■ **Short problem**
Repeat the records word for word, everything from the start down through the line that contains "[4, 10, 321, 494]".

■ **Dataset extract**
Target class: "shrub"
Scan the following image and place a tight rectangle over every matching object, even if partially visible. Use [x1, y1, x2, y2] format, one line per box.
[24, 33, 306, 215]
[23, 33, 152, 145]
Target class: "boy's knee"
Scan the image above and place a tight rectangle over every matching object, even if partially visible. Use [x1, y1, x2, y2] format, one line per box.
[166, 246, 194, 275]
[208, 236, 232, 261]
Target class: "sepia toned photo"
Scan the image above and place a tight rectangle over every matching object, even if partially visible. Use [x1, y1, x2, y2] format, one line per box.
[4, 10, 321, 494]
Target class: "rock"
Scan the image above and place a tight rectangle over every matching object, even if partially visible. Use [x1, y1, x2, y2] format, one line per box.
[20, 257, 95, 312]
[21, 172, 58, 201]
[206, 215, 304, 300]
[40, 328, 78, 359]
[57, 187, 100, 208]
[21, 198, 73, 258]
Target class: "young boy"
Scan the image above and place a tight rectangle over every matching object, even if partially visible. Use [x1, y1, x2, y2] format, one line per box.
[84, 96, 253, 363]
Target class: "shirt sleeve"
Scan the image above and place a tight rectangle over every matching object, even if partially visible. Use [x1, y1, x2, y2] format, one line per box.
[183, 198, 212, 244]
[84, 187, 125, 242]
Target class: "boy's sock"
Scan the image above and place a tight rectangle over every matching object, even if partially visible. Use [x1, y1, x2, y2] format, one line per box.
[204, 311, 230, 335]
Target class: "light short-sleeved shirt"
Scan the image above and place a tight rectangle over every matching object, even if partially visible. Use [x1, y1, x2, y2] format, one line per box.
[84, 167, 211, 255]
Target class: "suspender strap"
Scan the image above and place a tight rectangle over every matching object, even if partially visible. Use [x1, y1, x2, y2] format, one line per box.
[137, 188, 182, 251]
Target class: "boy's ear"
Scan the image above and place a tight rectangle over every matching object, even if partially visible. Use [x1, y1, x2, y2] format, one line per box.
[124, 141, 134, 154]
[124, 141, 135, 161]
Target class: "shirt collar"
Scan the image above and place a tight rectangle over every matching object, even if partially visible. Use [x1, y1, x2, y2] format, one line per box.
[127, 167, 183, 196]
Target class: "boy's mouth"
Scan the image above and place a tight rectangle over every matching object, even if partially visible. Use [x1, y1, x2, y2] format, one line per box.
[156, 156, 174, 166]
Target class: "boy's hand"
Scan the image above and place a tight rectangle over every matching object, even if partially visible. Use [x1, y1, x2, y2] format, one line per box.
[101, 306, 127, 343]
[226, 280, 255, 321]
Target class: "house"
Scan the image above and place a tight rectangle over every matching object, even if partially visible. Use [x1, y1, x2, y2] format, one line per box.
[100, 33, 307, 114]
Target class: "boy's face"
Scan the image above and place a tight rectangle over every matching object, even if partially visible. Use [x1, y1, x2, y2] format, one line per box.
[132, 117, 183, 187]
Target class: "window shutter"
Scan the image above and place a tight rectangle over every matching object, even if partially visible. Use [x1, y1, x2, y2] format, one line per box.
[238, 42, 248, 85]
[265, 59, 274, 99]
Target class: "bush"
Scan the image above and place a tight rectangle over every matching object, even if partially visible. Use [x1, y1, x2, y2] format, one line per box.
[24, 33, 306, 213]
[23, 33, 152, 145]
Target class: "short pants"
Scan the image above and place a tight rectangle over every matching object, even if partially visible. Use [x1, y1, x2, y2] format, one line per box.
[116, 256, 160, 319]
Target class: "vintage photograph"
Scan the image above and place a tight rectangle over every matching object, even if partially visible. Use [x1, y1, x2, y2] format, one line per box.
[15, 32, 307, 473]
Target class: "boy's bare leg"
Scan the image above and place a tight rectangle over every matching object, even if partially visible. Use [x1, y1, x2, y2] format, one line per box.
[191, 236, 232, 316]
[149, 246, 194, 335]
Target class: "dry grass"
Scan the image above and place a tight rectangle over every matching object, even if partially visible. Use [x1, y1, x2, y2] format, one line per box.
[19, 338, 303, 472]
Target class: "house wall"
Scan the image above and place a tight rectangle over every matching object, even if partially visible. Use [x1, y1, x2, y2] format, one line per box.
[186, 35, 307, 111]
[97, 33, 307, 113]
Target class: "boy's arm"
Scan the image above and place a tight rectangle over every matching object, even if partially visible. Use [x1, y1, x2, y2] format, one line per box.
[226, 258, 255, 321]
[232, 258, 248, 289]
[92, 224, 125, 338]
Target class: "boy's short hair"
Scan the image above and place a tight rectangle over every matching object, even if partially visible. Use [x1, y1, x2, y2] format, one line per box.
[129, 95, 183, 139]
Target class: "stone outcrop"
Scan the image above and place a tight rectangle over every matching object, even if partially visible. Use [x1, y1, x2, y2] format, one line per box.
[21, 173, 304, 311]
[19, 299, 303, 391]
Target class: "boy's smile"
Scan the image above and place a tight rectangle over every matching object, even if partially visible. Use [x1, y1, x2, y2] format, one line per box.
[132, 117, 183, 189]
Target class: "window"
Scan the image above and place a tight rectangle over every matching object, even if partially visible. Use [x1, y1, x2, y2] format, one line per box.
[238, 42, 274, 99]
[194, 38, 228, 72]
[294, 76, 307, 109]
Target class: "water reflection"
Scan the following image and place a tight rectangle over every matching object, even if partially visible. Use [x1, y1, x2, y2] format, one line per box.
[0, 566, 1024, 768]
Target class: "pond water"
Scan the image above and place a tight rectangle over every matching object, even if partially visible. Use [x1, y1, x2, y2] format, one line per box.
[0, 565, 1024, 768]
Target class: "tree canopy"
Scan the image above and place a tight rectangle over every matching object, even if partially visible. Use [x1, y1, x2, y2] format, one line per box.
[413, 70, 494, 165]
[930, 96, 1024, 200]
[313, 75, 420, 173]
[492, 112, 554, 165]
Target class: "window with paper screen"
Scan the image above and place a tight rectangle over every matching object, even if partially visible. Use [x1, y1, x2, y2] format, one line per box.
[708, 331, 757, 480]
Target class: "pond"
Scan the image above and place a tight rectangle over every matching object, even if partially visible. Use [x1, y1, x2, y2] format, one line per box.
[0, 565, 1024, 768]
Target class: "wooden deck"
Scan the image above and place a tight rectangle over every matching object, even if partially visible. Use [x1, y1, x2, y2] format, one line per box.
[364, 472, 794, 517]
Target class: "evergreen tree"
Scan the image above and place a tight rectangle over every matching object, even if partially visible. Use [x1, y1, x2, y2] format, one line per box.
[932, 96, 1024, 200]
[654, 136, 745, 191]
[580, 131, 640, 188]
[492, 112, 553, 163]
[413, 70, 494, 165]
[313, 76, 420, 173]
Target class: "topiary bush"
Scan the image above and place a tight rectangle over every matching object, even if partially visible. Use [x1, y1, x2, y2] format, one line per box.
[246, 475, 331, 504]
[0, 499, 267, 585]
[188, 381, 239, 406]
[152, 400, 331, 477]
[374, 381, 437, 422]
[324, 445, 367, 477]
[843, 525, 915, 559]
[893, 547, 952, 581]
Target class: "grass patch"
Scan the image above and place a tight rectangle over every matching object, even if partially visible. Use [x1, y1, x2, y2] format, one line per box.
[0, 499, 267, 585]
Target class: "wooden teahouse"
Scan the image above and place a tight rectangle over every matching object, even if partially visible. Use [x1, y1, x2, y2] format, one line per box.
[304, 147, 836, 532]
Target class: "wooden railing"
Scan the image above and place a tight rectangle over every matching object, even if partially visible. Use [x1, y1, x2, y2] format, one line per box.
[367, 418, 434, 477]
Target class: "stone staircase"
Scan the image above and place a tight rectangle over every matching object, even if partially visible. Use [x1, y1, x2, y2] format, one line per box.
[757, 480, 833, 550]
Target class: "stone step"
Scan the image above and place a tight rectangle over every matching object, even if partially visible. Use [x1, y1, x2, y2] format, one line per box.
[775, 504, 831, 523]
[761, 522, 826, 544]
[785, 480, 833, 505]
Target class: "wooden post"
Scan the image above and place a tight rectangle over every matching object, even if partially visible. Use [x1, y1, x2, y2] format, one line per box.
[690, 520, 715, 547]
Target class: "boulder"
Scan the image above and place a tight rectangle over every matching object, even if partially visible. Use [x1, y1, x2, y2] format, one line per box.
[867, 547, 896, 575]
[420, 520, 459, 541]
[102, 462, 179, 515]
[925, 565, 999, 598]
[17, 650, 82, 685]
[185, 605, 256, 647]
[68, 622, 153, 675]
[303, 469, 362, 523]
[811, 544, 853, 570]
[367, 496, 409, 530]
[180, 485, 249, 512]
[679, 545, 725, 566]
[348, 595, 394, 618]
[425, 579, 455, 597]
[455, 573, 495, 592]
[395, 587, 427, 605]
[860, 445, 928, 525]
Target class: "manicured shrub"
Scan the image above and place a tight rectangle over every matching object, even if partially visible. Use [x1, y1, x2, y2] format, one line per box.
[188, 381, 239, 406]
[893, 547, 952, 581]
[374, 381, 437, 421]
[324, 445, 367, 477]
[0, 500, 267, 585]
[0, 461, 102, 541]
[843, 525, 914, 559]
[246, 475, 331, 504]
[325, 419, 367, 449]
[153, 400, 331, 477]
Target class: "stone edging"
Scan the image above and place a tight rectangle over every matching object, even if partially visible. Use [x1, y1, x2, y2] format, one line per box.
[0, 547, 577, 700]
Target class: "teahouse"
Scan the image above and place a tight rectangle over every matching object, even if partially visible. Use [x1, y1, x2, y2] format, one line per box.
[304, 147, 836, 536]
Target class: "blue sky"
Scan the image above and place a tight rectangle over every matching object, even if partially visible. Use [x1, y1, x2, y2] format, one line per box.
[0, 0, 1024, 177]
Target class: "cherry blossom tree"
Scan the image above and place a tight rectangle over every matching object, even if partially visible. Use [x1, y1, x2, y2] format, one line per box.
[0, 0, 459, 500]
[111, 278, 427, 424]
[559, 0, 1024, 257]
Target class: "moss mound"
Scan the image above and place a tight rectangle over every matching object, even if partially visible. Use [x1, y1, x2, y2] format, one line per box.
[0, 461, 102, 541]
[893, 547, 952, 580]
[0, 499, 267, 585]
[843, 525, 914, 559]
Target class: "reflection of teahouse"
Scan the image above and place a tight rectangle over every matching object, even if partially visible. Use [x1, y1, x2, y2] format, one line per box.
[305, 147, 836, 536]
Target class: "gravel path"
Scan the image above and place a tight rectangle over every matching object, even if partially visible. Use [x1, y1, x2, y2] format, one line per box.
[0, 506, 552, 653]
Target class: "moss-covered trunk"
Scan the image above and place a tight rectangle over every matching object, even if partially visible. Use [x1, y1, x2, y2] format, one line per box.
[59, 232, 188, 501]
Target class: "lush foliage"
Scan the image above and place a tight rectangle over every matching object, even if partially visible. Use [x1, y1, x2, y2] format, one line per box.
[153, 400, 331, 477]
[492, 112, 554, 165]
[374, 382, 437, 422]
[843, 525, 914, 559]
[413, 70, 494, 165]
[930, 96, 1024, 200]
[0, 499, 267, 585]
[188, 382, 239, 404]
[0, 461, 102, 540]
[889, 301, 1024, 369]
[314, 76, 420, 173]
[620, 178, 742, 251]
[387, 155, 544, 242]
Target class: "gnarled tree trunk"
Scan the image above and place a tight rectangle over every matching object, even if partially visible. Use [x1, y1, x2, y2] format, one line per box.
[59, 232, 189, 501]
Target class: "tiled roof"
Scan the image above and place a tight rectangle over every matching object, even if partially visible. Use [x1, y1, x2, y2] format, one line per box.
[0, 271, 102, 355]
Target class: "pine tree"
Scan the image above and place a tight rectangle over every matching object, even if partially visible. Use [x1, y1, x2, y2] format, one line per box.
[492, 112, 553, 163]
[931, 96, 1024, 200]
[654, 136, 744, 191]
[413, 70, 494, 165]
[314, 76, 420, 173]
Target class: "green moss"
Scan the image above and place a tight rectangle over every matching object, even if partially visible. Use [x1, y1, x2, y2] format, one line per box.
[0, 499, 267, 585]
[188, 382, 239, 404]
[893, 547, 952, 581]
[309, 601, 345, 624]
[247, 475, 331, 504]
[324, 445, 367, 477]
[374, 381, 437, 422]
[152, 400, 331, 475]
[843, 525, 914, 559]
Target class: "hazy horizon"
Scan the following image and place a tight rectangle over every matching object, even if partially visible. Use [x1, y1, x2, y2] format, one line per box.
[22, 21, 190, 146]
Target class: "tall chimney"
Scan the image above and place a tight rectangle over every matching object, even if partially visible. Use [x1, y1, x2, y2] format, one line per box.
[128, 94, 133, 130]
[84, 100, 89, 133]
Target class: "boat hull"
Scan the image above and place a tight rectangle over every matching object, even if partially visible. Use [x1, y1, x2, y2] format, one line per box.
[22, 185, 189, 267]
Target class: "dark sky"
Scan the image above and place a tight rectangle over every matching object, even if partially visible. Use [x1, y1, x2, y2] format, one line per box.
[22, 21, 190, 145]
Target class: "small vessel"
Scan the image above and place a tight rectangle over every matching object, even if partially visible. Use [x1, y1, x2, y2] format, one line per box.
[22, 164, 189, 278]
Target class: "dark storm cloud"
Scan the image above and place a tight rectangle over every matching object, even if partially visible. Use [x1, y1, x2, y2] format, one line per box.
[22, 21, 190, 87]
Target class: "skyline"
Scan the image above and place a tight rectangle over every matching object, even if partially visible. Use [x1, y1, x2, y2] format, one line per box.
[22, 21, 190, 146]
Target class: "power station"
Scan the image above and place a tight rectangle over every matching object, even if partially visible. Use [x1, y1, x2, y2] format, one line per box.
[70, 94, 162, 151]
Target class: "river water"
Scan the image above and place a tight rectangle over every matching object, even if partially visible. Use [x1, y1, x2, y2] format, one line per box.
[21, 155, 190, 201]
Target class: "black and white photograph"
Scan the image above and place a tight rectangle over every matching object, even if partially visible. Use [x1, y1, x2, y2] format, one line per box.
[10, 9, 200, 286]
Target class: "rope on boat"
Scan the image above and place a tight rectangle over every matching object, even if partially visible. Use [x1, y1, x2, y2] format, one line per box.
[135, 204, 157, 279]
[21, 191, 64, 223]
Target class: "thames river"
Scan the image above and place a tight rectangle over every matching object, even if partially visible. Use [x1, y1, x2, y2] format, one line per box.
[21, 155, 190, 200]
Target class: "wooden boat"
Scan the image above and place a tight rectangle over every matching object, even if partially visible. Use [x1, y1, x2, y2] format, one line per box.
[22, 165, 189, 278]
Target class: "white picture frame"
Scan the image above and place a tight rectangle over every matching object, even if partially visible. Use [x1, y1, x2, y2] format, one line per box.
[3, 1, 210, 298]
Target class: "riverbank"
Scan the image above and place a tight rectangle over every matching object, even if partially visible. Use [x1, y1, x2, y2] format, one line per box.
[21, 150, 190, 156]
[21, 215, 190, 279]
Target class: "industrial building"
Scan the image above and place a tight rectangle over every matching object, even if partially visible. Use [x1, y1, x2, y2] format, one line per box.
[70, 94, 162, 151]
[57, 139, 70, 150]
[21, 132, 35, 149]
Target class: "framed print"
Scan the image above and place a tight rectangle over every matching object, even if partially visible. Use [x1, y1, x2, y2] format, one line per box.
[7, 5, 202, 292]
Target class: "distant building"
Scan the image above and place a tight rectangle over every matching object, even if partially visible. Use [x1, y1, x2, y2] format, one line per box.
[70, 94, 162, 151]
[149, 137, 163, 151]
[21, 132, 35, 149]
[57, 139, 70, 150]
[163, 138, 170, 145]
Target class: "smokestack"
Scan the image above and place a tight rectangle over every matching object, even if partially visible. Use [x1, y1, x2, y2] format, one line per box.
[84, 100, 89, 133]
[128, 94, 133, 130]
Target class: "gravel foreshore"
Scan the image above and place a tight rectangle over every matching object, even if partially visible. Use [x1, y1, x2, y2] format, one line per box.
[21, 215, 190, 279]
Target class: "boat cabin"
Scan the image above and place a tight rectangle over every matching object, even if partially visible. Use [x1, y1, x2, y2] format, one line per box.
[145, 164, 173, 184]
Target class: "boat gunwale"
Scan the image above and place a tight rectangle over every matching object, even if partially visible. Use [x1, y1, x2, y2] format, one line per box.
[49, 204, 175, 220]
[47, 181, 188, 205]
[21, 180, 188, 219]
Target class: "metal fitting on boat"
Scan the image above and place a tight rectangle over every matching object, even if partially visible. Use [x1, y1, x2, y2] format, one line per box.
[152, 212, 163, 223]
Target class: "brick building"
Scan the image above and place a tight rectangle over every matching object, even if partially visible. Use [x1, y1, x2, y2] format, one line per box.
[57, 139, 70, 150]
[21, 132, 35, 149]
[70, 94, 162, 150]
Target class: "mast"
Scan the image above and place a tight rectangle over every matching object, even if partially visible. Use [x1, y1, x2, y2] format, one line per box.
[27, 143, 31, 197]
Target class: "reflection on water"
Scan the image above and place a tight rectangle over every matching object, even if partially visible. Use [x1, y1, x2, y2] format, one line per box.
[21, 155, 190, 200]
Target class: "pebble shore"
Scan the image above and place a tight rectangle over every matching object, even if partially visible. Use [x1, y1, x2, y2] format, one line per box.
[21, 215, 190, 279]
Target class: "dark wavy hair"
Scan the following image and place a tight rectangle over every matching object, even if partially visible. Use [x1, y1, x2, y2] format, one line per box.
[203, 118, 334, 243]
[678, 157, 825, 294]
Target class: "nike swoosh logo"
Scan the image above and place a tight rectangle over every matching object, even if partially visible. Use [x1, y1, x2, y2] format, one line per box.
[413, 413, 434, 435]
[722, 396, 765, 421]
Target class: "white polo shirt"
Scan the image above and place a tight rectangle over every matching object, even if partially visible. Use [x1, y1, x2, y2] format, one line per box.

■ **Correct answer**
Target class: "shrub"
Scan the following image and place a tight rectangle over every matching object, even if partially visible. Use [x1, y1, x2, y2] format, one line per box.
[24, 33, 306, 215]
[23, 33, 152, 145]
Target class: "boy's knee"
Scan the image above and place a tight rectangle over every matching object, even if partially visible. Use [x1, y1, x2, y2] format, one line per box.
[166, 246, 194, 275]
[208, 236, 232, 261]
Target class: "sepia toned photo"
Scan the image above and place a tight rectangle over every matching object, even if partially visible. Use [x1, y1, x2, y2] format, one line per box.
[4, 10, 321, 494]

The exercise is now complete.